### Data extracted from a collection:
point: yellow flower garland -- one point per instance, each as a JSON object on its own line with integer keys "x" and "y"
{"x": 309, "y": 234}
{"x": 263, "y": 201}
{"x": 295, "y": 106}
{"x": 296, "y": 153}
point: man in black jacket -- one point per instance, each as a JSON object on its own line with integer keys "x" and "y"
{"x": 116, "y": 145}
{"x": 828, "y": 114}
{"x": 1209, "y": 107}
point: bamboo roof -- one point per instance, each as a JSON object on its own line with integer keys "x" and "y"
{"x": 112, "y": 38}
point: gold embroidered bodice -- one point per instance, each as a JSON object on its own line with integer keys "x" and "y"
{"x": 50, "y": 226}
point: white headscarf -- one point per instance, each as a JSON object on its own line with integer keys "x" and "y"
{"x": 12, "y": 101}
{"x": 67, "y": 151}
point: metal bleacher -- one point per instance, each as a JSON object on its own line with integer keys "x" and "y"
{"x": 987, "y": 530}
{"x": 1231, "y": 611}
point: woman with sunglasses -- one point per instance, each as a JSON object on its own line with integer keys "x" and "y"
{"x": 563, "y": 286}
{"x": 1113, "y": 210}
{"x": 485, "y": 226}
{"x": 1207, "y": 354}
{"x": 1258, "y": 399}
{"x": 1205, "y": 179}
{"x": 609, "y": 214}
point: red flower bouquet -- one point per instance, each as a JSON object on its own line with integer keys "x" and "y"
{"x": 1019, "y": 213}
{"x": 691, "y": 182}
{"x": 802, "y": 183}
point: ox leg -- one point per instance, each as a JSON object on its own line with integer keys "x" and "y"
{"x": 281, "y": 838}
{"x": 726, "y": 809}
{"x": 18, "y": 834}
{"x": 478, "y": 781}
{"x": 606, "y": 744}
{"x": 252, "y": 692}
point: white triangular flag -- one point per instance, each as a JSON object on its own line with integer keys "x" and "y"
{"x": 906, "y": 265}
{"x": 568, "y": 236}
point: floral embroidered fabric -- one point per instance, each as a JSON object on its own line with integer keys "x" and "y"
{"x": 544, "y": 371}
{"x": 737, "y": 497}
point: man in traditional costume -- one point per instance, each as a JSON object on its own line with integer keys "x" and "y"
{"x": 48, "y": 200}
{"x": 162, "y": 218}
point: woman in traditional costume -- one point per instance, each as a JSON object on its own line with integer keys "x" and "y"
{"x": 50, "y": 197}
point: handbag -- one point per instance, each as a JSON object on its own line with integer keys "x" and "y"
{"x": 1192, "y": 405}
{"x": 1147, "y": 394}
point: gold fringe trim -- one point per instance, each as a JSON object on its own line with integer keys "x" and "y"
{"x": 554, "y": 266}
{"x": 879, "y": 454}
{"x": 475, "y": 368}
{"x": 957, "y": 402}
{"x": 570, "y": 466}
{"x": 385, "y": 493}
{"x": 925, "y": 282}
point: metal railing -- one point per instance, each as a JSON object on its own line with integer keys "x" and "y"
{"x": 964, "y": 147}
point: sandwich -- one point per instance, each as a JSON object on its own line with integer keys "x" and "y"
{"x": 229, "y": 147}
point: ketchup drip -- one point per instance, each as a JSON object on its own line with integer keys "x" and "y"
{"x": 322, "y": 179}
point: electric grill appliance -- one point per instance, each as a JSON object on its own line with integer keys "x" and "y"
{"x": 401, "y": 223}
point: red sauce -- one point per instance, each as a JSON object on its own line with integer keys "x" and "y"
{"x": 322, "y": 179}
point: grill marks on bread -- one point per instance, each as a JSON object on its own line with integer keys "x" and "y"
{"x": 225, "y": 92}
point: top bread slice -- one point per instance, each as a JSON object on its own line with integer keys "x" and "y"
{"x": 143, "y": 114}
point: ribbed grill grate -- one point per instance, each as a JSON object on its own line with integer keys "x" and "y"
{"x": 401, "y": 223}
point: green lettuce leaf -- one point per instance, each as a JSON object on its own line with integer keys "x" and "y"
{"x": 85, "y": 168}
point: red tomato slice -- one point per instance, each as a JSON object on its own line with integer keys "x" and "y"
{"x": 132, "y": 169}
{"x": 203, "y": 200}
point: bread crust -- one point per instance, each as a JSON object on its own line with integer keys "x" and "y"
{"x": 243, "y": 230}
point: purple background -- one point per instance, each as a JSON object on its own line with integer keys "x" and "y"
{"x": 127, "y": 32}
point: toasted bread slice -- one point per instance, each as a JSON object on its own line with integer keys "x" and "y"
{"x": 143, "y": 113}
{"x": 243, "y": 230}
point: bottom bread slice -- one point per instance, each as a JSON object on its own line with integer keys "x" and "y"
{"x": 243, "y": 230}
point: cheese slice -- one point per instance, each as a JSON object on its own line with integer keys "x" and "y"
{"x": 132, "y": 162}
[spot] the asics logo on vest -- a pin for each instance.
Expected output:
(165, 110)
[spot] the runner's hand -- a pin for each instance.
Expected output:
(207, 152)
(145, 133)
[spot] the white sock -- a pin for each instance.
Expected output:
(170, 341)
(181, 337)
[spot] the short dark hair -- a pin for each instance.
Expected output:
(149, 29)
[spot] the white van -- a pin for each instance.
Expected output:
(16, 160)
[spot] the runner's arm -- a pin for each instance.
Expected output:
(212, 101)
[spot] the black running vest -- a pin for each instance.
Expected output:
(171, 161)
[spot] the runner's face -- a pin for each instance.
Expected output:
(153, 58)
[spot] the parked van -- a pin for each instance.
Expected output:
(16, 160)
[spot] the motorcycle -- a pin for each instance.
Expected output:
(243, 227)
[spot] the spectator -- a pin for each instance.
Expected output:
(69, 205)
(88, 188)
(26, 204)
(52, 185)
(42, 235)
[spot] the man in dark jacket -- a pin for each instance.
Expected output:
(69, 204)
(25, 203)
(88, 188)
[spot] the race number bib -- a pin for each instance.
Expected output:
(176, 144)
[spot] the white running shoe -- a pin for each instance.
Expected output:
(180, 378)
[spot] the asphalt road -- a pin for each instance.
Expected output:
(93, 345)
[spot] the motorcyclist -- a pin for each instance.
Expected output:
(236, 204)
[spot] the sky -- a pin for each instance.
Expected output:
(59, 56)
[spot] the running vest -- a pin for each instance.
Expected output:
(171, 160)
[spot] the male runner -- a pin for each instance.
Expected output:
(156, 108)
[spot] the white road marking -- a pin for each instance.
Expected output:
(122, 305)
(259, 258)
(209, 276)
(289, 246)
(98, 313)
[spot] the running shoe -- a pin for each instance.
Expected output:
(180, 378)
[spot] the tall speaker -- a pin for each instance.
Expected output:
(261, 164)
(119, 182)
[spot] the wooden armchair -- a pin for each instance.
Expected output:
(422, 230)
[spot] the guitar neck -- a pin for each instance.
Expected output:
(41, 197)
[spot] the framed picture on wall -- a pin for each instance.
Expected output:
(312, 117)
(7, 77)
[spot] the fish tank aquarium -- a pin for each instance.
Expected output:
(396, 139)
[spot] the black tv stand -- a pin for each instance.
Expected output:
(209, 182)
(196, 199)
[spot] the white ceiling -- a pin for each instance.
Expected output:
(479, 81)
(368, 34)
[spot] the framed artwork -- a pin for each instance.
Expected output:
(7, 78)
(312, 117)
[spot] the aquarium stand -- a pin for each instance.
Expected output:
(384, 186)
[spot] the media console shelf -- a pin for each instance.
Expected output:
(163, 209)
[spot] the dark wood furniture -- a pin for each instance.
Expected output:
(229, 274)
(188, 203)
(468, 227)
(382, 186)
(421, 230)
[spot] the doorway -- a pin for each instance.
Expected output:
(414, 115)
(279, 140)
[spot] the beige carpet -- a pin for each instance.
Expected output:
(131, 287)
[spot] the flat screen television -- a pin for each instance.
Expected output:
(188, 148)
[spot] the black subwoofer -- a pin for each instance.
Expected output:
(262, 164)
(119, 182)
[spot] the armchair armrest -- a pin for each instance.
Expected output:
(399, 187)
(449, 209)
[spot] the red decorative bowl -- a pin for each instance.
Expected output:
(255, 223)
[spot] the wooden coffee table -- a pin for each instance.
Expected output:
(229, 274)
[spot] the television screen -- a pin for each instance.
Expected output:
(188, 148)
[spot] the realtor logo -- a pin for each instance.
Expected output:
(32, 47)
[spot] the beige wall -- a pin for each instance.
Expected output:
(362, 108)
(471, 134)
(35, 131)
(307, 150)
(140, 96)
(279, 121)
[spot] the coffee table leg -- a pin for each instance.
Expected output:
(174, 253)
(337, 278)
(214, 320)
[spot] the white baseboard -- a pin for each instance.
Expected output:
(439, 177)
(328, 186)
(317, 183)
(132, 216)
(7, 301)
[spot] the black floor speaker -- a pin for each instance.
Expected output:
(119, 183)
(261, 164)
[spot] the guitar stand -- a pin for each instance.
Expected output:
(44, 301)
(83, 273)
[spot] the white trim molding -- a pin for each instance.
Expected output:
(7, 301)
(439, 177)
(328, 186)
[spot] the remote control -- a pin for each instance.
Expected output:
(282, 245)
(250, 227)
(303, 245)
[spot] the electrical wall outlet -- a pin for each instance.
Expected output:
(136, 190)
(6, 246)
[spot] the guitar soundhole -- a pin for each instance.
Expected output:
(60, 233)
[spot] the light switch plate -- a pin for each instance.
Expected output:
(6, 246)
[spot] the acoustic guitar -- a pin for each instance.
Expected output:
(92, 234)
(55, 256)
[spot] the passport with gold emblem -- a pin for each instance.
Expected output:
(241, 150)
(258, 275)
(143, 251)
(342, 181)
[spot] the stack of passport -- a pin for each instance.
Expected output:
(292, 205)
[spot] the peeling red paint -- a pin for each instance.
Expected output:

### Exercise objective:
Retype only this portion of the data above: the line containing "point: cheese slice", the line containing "[spot] the runner's hand", and all lines between them, exactly.

### Solution for this exercise:
point: cheese slice -- one point per instance, each as a JSON object on its own line with integer keys "x" and "y"
{"x": 132, "y": 162}
[spot] the asics logo on vest -- a pin for each instance.
Expected output:
(165, 110)
[spot] the runner's hand -- a pin for each instance.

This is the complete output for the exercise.